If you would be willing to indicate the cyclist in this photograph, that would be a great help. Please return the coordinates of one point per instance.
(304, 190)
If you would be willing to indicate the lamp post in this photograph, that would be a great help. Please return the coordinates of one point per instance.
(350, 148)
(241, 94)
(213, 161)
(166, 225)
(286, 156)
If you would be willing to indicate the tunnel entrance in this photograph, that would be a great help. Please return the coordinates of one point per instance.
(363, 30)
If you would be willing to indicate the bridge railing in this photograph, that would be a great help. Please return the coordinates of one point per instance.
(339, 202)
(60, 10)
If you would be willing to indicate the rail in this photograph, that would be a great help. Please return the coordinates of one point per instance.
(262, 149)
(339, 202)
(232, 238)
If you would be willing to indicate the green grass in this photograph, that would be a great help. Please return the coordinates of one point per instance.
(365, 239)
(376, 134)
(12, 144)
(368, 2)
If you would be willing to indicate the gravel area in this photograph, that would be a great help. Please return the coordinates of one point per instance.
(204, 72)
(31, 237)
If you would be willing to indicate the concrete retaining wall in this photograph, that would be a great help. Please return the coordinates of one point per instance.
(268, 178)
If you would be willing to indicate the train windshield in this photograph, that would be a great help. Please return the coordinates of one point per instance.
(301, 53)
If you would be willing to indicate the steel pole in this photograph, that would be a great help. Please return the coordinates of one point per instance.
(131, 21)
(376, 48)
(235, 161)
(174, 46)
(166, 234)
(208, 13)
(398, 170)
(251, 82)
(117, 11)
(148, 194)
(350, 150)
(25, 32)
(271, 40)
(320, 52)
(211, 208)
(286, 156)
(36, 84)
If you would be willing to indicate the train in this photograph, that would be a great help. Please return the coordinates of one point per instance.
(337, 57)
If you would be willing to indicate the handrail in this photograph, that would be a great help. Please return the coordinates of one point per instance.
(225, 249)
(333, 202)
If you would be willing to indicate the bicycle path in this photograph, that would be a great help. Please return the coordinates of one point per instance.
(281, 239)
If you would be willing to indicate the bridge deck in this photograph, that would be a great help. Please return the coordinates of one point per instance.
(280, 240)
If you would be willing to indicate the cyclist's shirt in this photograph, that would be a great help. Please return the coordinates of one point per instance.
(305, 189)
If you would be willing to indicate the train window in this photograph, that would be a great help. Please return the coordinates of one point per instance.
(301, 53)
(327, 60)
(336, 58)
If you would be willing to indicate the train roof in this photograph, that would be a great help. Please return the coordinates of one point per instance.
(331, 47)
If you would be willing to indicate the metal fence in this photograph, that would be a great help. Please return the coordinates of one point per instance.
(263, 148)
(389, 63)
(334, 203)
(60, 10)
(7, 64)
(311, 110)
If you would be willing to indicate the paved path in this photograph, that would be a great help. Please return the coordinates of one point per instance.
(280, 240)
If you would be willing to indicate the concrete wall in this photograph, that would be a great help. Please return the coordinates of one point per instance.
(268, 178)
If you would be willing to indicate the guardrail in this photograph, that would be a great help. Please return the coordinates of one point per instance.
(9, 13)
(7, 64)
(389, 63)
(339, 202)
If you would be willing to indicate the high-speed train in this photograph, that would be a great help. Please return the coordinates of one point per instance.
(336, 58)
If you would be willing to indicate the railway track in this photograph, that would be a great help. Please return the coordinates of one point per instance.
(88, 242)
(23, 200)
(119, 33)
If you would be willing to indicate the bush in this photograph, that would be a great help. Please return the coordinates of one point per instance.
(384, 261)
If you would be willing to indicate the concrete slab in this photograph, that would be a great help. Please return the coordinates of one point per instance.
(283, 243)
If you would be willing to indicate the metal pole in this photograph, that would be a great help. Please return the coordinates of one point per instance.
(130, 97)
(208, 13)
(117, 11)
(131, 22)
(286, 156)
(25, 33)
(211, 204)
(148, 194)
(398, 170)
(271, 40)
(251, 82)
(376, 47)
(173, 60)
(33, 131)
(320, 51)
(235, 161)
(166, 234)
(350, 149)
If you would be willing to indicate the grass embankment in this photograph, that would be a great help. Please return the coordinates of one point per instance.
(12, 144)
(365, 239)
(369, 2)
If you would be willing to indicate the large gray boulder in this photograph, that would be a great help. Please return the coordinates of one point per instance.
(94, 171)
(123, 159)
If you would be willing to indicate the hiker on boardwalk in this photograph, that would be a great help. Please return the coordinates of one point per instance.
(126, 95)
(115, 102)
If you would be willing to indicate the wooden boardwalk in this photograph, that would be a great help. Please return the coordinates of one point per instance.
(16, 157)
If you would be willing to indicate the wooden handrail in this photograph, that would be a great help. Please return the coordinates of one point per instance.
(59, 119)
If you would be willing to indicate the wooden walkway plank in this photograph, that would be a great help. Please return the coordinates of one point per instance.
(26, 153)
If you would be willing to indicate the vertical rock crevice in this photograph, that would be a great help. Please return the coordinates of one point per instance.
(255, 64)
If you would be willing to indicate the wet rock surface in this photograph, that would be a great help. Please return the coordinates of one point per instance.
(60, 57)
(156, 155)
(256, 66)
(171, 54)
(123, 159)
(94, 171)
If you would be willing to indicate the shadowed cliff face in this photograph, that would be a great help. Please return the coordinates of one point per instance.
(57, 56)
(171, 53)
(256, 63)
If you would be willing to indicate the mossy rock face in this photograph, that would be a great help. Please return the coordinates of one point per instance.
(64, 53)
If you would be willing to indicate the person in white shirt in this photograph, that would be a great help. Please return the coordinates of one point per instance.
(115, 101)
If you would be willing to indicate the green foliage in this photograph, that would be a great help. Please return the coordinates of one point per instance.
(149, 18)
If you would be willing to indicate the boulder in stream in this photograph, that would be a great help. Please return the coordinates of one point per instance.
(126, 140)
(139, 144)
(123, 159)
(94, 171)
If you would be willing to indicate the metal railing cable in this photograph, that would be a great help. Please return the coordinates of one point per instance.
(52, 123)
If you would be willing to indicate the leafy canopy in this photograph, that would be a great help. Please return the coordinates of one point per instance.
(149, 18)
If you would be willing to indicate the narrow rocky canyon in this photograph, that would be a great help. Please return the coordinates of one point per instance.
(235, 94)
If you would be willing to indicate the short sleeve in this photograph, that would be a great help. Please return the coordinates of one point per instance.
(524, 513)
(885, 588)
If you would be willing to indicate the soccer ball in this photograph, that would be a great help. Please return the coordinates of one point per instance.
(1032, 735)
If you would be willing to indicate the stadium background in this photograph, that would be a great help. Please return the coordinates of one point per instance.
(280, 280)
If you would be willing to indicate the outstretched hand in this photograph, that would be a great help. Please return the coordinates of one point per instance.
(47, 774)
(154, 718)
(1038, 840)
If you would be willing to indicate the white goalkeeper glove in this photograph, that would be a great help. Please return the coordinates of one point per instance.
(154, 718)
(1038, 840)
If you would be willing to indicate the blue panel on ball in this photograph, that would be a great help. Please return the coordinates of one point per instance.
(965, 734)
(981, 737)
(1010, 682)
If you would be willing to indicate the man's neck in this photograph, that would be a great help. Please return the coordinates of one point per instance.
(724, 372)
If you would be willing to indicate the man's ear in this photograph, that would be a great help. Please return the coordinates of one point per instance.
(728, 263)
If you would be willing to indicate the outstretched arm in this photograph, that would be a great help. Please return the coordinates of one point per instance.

### Assignment:
Exactly reproduce every line of the data above.

### Response area:
If you would be willing to indicate the cyclist in this photograph, that would be a great help. Please return the coordinates of one point per instance.
(304, 190)
If you would be willing to indicate the lamp post in this photograph, that would be a great help. Please return the coordinates of one point per instance.
(350, 148)
(241, 94)
(213, 161)
(166, 225)
(286, 156)
If you would be willing to indicate the tunnel entrance in this photograph, that would be a great help. Please return the coordinates of one point per instance.
(363, 30)
If you would be willing to indicate the bridge railing in this photograph, that would be a great help. Please return the coordinates of one point per instance.
(339, 202)
(60, 10)
If you would be willing to indicate the rail in this photograph, that would be a great help. Please return the coordinates of one point per instance.
(262, 149)
(339, 202)
(232, 238)
If you would be willing to indicate the green grass in this photograph, that would be a great help. Please return the coordinates of one point per instance.
(365, 239)
(376, 134)
(12, 144)
(368, 2)
If you would be willing to indicate the gravel area in this photograph, that would be a great help. Please return the coordinates of one point per instance.
(204, 72)
(31, 237)
If you would be willing to indicate the concrete retaining wall in this photograph, that would be a great help. Please return the coordinates of one point per instance.
(268, 178)
If you would be willing to indicate the train windshield in this photograph, that would be a great help. Please return the coordinates of one point per instance.
(301, 53)
If you would be willing to indicate the steel pole in this photograph, that would be a great help. Please return the coordinates of one point per instance.
(131, 21)
(376, 48)
(235, 161)
(174, 46)
(166, 234)
(208, 13)
(398, 170)
(251, 82)
(117, 11)
(148, 194)
(350, 150)
(25, 32)
(271, 40)
(320, 52)
(211, 208)
(286, 156)
(36, 84)
If you would be willing to indicate the train in this photograph, that would be a great help. Please return the coordinates of one point per instance.
(337, 57)
If you would be willing to indicate the handrail in this photograph, that would be a great help. Please return the coordinates of one point per instance.
(225, 249)
(333, 202)
If you would be willing to indicate the bicycle path in this photograph, that would be a great help. Please return the coordinates of one point per instance.
(281, 239)
If you would be willing to indicate the bridge deck in this photograph, that would be a great help. Please return the coordinates of one point per instance.
(280, 240)
If you would be willing to indicate the cyclist's shirt in this photograph, that would be a great help. Please return the coordinates of one point per instance.
(305, 189)
If you would be willing to indicate the train window in this photograph, that would be a great help. Please return the coordinates of one point per instance.
(301, 53)
(327, 60)
(336, 58)
If you would be willing to indicate the train roof in this photograph, that would be a great help. Please return the coordinates of one point per instance.
(331, 47)
If you would be willing to indicate the metal fence in this photograph, that would be a great help. Please return the coordinates of one point per instance.
(263, 148)
(389, 63)
(334, 203)
(60, 10)
(7, 64)
(311, 110)
If you would be willing to indicate the paved path in this photograph, that would be a great help. Please return the coordinates of one point per instance.
(280, 240)
If you would be willing to indicate the concrete wall in this photograph, that would be a great help. Please return the coordinates of one point per instance.
(268, 178)
If you would be willing to indicate the guardrail in this photograph, that would be a great help. Please return the coordinates of one point per instance.
(9, 13)
(7, 64)
(389, 63)
(339, 202)
If you would be willing to indicate the high-speed train in this photograph, that would be a great help. Please return the coordinates of one point per instance.
(336, 58)
If you would be willing to indicate the railway track in this photograph, that would be a great help. Please return the coordinates of one point per instance.
(88, 242)
(23, 200)
(119, 33)
If you would be willing to indicate the bush in this photograph, that would be a great help. Please return the coordinates of one point per instance.
(384, 261)
If you would be willing to indicate the concrete slab in this photograph, that would be a great help. Please return the coordinates of one point per instance.
(283, 243)
If you would be willing to indicate the metal pole in this photograph, that would be a great help. Please return the coordinates of one point per instance.
(130, 97)
(208, 13)
(117, 11)
(131, 22)
(286, 156)
(25, 33)
(211, 204)
(148, 194)
(398, 170)
(271, 40)
(251, 82)
(376, 47)
(173, 60)
(33, 131)
(320, 51)
(235, 161)
(166, 234)
(350, 149)
If you would be willing to indicate the grass embankment in this photograph, that would be a great help. Please return the coordinates of one point per instance.
(12, 144)
(365, 239)
(369, 2)
If you would be willing to indicate the large gray boulder in this photograph, that would be a great help. Please return the coordinates of one point per instance.
(94, 171)
(123, 159)
If you would be willing to indicate the hiker on boardwalk in this photograph, that would be a great help. Please return the coordinates of one point per instance.
(126, 95)
(115, 102)
If you would be willing to indicate the wooden boardwalk in this photograph, that would be a great help. Please return the coordinates of one point per instance.
(16, 157)
If you would be willing to indicate the wooden handrail in this photograph, that would be a great help. Please return the coordinates of one point per instance.
(59, 119)
If you would be willing to indicate the wooden walkway plank in this photograph, that would be a great help. Please return the coordinates of one point per instance.
(26, 153)
If you would be willing to indicate the vertical rock crevice in this photograph, that would be a great help. Please return the coordinates of one point per instance.
(255, 64)
If you would be willing to indicate the wet rock surface in this photograph, that would be a great help. Please return the coordinates of one point per instance.
(60, 57)
(156, 155)
(256, 66)
(171, 54)
(123, 159)
(94, 171)
If you would be willing to indicate the shadowed cliff face in this photograph, that would be a great help. Please return the coordinates of one point per instance.
(57, 56)
(171, 53)
(256, 63)
If you would be willing to indicate the mossy rock face in this photograph, that would be a great help. Please return the coordinates of one point per instance.
(64, 53)
If you would be willing to indicate the person in white shirt in this photograph, that would be a great help. Please return the coordinates of one point per instance.
(115, 101)
If you would be willing to indicate the green foliage in this photograph, that would be a great help. Please return the coordinates of one point per instance.
(149, 18)
If you would be willing to indicate the boulder in stream in this photograph, that would be a great help. Please return the coordinates of one point per instance.
(126, 140)
(139, 144)
(123, 159)
(94, 171)
If you would be willing to indicate the metal railing cable in this photograph, that would be a great help. Please return the coordinates of one point per instance.
(52, 123)
If you would be willing to indicate the leafy canopy in this photograph, that would be a great help. Please return the coordinates of one point per instance.
(149, 18)
If you would be willing to indicate the narrow rocky canyon in this photograph, that would be a great help. Please return the coordinates of one point per instance.
(235, 94)
If you would be willing to indicate the short sleeve in this photograph, that would be a great help. Please return the coordinates of one point per instance.
(524, 513)
(885, 588)
If you would be willing to indicate the soccer ball in this photograph, that would be a great help. Please return the coordinates of one point per instance.
(1032, 735)
If you would be willing to indicate the stadium background in this photograph, that would be a great help. Please return the coordinates of one point per instance.
(280, 280)
If you would be willing to indicate the outstretched hand in this photograph, that would be a great help. Please return the coordinates of one point per instance.
(47, 774)
(154, 718)
(1038, 840)
If you would be willing to indicate the white goalkeeper glove in this photograph, that would be a great help. Please return the coordinates of one point per instance.
(154, 718)
(1038, 840)
If you would be willing to indicate the blue panel on ball in this photograph, that would be a great help. Please return the coordinates of one point per instance.
(965, 734)
(981, 737)
(1010, 682)
If you would be willing to indicate the man's neck in this photograph, that would be a great help. Please return the coordinates of one point per instance.
(724, 372)
If you would be willing to indicate the man's ear in this photograph, that would be a great help. Please return the coordinates of one point per instance.
(728, 263)
If you would be willing to indicate the outstretched arm in this photograph, that would be a great help. Please return the coordinates of one point per instance.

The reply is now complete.